### Pointing dataset excerpts
..........
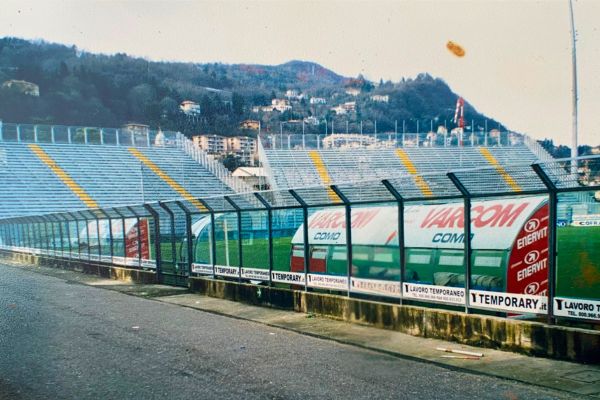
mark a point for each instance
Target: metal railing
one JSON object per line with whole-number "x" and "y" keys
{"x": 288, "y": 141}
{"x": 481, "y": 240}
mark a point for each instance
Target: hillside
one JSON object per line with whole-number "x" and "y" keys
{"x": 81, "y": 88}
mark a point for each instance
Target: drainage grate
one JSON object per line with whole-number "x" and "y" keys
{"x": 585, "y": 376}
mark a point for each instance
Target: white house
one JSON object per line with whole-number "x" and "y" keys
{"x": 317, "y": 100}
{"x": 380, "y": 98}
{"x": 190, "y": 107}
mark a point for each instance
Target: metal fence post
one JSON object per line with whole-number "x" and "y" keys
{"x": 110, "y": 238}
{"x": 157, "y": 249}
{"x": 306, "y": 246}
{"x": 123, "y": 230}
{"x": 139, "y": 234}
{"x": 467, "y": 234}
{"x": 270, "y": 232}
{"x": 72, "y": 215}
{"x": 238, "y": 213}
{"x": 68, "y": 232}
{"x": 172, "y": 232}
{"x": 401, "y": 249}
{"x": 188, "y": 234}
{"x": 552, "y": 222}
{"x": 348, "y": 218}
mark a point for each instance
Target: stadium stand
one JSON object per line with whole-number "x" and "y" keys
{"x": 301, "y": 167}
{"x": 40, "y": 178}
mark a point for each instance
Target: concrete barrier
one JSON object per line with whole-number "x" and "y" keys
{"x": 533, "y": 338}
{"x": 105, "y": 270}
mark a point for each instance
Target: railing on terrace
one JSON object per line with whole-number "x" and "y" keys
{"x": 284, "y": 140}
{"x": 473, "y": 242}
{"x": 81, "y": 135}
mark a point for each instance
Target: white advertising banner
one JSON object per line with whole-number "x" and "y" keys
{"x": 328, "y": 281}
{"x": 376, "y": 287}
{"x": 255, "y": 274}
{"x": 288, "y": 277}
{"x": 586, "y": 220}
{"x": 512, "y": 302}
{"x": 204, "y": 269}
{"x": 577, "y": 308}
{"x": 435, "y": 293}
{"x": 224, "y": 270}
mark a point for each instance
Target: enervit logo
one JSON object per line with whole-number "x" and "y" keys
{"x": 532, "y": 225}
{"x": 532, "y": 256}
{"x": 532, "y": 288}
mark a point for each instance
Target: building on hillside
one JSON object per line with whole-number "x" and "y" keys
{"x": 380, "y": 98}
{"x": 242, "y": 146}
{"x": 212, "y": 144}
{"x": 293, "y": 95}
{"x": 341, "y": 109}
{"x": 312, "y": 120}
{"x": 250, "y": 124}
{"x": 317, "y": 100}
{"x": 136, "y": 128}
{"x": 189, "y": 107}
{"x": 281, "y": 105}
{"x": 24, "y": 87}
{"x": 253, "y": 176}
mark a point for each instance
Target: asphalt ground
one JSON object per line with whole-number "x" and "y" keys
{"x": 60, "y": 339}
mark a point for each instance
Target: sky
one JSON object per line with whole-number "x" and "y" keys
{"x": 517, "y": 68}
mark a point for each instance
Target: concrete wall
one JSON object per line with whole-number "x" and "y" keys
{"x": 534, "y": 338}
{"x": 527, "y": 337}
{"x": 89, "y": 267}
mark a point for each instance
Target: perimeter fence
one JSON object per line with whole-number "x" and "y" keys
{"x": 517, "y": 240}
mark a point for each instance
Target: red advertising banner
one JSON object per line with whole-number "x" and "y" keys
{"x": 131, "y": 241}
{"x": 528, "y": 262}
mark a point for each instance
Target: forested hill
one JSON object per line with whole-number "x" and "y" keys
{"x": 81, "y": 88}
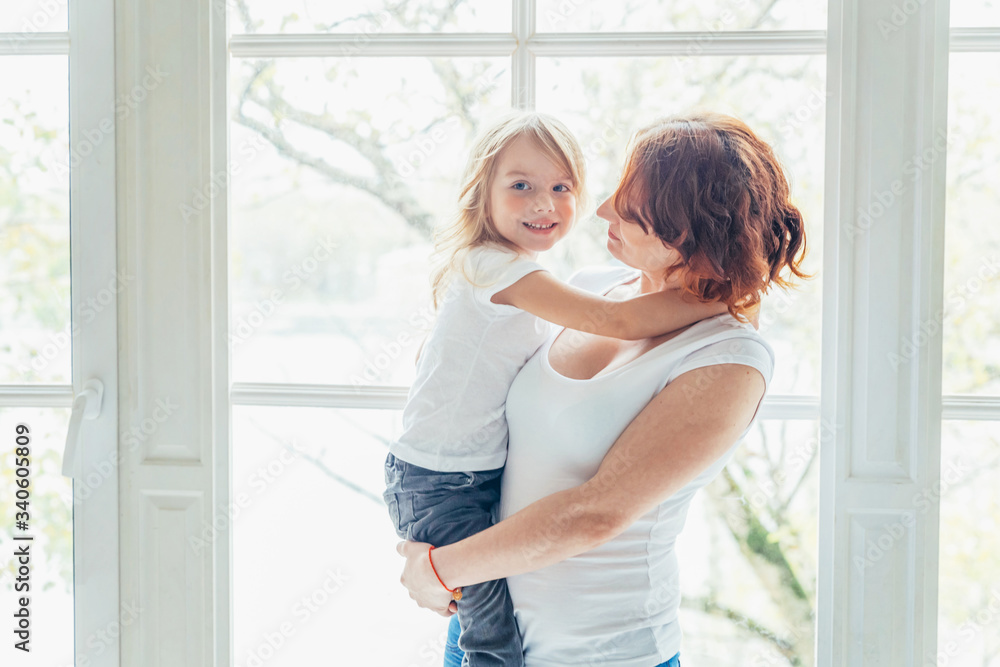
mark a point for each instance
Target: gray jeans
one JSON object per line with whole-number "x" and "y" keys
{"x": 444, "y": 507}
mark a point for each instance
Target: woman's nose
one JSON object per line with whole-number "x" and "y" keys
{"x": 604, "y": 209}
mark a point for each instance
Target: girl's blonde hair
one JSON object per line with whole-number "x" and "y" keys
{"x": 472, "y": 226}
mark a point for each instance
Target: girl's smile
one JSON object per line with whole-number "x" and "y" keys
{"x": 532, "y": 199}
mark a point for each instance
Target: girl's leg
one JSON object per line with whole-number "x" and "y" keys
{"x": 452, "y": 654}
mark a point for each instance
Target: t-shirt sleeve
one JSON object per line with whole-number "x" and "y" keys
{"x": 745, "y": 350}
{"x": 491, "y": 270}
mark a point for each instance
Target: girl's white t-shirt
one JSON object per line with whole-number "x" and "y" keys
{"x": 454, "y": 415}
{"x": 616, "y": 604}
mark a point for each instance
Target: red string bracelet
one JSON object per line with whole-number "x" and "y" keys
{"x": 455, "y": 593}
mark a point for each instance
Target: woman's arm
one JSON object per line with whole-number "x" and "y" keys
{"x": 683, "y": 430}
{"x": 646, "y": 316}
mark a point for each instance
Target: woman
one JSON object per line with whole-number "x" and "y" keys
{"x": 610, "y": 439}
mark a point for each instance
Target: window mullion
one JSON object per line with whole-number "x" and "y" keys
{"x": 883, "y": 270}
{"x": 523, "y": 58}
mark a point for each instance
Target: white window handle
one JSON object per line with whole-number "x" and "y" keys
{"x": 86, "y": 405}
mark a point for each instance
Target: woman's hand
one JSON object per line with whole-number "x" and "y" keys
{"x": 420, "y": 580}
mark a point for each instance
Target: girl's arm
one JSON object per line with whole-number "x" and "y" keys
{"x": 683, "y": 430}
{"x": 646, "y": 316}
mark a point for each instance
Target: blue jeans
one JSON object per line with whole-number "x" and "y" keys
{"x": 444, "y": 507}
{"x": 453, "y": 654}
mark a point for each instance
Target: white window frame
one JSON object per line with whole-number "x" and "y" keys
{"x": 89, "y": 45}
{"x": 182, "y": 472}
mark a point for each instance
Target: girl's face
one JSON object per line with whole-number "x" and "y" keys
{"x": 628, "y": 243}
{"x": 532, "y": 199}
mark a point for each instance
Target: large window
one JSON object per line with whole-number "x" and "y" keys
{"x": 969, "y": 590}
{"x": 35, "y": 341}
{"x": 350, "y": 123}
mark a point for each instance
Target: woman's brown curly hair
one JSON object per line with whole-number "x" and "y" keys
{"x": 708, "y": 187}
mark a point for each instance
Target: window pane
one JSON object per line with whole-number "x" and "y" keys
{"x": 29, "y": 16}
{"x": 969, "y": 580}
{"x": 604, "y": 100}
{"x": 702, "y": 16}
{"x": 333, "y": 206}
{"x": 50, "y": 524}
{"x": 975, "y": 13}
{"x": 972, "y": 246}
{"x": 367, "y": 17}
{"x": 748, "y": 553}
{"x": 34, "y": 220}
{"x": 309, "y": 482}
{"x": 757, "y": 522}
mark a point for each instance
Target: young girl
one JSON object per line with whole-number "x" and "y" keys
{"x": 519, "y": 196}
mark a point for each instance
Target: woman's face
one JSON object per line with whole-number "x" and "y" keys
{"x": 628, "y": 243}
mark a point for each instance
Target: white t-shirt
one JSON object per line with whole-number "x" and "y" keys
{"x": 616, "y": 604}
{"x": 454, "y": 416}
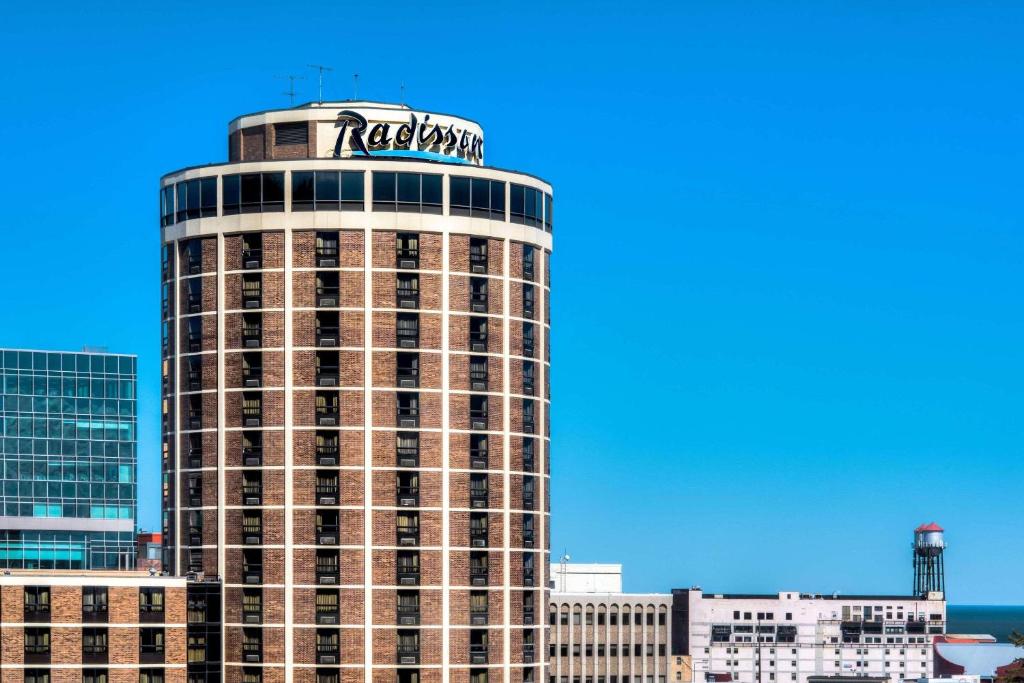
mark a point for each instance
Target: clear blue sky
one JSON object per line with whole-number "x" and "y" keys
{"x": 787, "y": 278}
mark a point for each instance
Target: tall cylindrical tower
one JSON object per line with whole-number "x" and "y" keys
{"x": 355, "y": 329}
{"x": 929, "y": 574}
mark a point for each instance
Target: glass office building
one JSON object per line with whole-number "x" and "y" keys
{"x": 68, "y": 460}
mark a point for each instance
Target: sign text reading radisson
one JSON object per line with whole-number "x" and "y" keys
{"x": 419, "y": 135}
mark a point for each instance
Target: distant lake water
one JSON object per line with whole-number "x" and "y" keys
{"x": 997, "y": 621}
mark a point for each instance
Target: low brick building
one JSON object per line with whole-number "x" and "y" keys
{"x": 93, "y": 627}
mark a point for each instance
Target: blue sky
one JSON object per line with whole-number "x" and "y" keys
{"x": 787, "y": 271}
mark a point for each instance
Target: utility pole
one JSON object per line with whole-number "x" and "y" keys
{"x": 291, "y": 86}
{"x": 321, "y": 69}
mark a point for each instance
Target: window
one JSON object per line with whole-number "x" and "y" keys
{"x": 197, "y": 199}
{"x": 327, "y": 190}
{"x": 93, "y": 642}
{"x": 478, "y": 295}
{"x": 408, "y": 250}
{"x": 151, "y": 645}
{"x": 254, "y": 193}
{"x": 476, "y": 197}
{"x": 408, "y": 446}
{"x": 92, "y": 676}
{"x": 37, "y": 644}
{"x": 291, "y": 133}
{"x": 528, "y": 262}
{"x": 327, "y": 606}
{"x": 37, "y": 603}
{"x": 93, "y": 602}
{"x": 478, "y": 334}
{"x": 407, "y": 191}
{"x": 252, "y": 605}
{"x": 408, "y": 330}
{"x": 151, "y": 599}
..........
### EXERCISE BRIEF
Show every line of the material above that contains the string "fence".

### SOLUTION TO THIS EXERCISE
Target: metal fence post
Target: perimeter fence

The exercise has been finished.